— START Exercise data —

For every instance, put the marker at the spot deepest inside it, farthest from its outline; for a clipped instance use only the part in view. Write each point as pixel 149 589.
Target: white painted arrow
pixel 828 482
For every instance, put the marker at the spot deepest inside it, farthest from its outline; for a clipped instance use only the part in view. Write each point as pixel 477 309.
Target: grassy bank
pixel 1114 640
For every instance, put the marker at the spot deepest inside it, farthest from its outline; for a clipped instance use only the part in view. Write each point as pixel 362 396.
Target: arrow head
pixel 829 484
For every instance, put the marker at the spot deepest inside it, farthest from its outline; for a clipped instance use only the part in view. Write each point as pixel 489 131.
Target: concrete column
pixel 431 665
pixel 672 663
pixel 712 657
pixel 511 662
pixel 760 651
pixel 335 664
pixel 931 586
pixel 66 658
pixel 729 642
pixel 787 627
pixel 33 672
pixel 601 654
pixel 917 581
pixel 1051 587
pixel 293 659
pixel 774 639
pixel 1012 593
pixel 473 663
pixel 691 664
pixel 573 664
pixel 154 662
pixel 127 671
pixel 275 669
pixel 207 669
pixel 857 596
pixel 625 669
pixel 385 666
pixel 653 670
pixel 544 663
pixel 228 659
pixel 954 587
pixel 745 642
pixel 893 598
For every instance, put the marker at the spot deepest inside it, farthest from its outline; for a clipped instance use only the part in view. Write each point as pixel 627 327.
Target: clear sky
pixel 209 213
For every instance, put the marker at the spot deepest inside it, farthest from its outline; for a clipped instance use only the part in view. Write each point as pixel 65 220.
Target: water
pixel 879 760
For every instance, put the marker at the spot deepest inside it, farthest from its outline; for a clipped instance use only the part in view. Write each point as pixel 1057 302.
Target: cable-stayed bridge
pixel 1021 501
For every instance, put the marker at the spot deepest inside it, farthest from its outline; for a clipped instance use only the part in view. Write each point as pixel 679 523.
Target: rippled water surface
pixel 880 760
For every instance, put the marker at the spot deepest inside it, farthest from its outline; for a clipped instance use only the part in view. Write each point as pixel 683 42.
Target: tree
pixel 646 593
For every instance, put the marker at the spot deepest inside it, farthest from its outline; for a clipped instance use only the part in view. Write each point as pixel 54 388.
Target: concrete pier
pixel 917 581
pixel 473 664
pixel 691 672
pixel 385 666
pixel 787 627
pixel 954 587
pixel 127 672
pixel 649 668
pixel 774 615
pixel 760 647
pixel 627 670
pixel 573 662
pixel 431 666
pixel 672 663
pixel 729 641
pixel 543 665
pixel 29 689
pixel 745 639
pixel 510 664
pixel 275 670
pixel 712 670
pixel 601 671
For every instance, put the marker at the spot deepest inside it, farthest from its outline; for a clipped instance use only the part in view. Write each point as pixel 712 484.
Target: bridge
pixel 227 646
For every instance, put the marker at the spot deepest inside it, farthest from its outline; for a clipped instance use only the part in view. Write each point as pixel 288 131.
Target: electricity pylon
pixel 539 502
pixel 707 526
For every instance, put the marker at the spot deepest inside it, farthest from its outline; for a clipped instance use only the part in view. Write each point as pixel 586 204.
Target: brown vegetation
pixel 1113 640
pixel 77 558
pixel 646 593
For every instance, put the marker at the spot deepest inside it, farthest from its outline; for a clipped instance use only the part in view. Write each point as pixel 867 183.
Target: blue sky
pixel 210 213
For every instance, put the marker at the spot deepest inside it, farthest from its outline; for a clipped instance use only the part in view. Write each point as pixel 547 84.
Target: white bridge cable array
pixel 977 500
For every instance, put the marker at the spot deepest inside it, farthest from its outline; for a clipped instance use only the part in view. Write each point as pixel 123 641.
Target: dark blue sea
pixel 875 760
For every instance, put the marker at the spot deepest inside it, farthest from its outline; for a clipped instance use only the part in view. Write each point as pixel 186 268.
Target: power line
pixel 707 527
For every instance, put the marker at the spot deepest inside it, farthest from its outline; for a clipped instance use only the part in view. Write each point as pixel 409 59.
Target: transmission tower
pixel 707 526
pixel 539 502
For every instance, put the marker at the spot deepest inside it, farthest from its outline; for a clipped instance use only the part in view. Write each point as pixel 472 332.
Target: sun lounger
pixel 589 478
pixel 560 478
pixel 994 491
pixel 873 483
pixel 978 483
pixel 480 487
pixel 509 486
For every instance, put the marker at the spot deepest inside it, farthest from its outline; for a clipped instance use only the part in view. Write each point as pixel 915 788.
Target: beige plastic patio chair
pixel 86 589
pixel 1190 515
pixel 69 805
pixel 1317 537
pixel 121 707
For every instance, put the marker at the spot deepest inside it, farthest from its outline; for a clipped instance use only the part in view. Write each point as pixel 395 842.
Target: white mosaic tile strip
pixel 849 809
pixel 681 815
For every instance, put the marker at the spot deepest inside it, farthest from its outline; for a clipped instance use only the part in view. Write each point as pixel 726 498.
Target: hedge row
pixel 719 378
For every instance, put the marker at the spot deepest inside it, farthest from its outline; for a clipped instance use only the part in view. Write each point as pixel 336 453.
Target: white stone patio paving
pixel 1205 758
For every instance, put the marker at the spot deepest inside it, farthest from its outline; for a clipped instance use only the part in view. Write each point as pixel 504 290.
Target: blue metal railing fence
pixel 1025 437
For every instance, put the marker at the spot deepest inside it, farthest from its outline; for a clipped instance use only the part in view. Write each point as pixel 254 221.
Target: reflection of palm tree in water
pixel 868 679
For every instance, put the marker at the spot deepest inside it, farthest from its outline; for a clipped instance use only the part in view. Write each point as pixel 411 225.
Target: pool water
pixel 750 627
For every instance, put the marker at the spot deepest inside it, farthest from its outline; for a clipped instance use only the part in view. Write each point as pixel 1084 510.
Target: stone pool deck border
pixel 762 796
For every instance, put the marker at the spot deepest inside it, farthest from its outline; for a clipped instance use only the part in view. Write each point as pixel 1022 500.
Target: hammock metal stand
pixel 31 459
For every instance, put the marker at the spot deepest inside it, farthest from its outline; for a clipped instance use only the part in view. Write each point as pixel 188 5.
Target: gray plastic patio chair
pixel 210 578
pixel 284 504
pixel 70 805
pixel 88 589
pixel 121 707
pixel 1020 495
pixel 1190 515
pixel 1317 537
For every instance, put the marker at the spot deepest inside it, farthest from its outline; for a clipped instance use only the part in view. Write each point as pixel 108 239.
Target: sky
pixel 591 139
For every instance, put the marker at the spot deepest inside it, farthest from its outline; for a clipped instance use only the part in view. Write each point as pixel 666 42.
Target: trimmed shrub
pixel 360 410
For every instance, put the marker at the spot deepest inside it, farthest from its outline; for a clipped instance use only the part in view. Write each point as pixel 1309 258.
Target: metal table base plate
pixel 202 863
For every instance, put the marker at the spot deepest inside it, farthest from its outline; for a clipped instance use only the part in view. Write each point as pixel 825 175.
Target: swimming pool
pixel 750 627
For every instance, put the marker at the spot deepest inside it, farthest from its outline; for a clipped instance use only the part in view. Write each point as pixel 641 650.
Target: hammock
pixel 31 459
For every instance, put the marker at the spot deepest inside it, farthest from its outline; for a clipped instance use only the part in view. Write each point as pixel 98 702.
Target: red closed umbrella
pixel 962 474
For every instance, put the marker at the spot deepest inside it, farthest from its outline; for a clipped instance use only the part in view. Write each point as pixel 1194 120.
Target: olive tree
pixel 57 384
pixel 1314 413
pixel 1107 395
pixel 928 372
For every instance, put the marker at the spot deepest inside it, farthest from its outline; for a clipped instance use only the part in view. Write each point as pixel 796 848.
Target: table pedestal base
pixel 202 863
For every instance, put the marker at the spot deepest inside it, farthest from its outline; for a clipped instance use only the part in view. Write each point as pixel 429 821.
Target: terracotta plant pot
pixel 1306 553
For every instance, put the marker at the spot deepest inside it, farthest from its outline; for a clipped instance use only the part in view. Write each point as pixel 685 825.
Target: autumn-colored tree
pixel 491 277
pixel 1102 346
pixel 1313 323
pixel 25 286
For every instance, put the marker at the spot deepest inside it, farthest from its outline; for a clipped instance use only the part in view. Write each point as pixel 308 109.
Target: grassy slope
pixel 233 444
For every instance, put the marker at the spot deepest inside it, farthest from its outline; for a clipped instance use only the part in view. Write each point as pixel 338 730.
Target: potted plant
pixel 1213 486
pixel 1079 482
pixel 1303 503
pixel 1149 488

— END Exercise data —

Set task -> Can you rewrite the data from the start up to and including the line with "pixel 893 598", renaming "concrete column" to "concrete pillar" and leaving everything else unchanged?

Result of this task ->
For every instance, put the marker at the spot deepest inside it, farthest from its outline; for a clipped instance use only the part in view. Write each point as pixel 149 589.
Target: white painted arrow
pixel 828 482
For every instance, put the marker at the spot deepest inside it, farthest from its outline; for a clipped instance use only the part in view. Write each point as pixel 477 309.
Target: grassy bank
pixel 1114 640
For every instance, put the marker at the spot deepest inside it, farthest from its outline; for a clipped instance use only the part in view. Write each point as pixel 362 396.
Target: arrow head
pixel 829 484
For every instance, put the marker at the spot deepest inside it, farthest from its outline; for a clipped instance use only the part in view. Write each point as pixel 489 131.
Target: concrete pillar
pixel 431 665
pixel 672 663
pixel 712 657
pixel 511 662
pixel 760 651
pixel 335 664
pixel 931 586
pixel 66 658
pixel 729 642
pixel 787 627
pixel 33 672
pixel 601 654
pixel 917 581
pixel 1051 587
pixel 293 659
pixel 774 639
pixel 1012 593
pixel 473 663
pixel 691 664
pixel 573 664
pixel 154 662
pixel 127 671
pixel 275 669
pixel 207 669
pixel 857 596
pixel 625 669
pixel 385 666
pixel 653 670
pixel 544 663
pixel 228 659
pixel 954 587
pixel 745 642
pixel 893 598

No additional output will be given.